WORK TO DO
Select and copy every line in the data below that contains the string "mountain". Match uppercase and lowercase letters exactly.
- - -
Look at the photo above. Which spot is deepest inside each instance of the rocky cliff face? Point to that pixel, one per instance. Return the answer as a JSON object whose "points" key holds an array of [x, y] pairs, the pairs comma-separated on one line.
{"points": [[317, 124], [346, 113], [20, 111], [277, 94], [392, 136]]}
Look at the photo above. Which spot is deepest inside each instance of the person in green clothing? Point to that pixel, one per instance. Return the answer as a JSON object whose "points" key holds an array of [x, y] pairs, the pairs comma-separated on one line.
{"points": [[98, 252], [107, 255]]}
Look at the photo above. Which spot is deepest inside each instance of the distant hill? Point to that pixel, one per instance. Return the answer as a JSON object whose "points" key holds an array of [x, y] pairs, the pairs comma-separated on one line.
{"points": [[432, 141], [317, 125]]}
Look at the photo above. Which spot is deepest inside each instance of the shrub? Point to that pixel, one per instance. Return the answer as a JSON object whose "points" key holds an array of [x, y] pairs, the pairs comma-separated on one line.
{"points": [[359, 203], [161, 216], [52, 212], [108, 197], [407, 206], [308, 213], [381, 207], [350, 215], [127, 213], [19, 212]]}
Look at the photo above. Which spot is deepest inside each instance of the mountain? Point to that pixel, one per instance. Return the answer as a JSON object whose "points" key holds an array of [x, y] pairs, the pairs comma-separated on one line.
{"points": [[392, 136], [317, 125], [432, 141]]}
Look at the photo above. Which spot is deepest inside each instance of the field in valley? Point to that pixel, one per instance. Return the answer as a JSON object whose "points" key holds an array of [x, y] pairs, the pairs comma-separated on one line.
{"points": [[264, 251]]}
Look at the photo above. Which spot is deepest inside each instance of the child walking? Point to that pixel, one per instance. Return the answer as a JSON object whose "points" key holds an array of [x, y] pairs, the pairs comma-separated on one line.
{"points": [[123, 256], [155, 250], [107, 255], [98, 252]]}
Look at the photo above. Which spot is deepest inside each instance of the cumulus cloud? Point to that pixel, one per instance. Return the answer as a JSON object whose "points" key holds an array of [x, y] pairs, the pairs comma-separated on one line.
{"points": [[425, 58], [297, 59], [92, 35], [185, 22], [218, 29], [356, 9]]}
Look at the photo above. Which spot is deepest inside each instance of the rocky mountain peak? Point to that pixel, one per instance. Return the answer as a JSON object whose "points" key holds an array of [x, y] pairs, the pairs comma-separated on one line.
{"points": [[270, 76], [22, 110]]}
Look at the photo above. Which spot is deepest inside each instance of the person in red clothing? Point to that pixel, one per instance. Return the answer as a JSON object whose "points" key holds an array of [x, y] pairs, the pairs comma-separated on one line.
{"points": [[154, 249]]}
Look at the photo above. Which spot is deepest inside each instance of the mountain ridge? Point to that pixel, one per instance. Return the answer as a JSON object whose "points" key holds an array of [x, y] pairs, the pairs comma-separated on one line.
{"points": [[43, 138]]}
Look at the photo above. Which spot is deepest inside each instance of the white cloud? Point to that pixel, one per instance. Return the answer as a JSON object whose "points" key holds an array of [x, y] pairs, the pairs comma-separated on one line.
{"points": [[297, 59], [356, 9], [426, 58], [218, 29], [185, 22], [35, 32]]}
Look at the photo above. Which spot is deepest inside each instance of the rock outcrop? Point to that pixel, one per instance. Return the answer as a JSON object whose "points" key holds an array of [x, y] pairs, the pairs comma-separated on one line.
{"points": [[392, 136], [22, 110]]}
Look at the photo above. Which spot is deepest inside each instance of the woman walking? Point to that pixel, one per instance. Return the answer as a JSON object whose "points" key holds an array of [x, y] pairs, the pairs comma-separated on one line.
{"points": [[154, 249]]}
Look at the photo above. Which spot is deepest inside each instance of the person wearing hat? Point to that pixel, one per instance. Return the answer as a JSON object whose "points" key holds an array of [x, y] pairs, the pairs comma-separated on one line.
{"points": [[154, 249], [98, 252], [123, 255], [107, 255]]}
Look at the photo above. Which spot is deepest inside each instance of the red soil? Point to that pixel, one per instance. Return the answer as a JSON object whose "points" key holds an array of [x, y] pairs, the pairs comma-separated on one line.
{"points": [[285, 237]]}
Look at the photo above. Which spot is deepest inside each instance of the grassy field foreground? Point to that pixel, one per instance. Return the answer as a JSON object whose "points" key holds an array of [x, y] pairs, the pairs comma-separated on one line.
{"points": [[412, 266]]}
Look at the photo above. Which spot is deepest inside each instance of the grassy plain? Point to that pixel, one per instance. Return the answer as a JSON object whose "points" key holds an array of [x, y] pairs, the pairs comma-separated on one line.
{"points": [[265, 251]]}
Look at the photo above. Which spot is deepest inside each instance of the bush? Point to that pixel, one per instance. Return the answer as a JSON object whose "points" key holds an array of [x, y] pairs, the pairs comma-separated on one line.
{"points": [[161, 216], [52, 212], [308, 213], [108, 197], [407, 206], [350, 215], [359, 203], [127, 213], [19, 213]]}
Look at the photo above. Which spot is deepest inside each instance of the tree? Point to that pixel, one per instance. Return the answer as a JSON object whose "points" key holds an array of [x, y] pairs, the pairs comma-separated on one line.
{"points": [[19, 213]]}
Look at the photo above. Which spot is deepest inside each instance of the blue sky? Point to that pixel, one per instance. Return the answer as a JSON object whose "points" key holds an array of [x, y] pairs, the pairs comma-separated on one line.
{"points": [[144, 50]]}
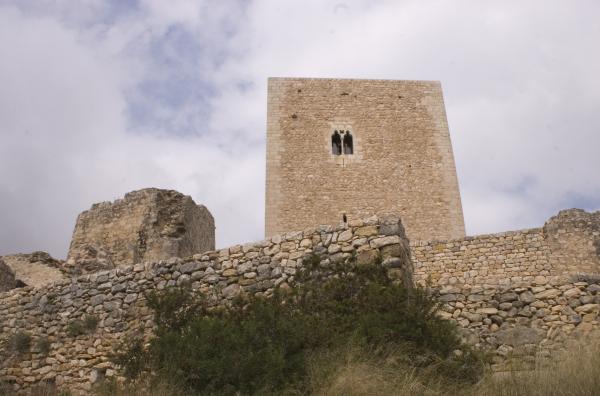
- - -
RESPONSE
Look at the photo above. Which spot is deepest inside each instance of the mountain? Point to that pixel, one per instance. Return the answer as a JSON object whose "points" key holds an array of [x, y] pairs, the pairs comma-separated on one line.
Look at the photo above. Which spot is deepest inside each instance of the rocky mountain peak? Point to that pixel, one per instance. Return the answer as a JSON object whose "points" key holds an array of [x, y] pairs, the pairs comma-separated on one line.
Look at the photo above. Which spot is deepest inside each instance of the mountain ridge? Point to that pixel, one per instance. Return the answer as a JSON object whose "points" key holds an array of [x, y] pairs, the pairs comma-separated on one line.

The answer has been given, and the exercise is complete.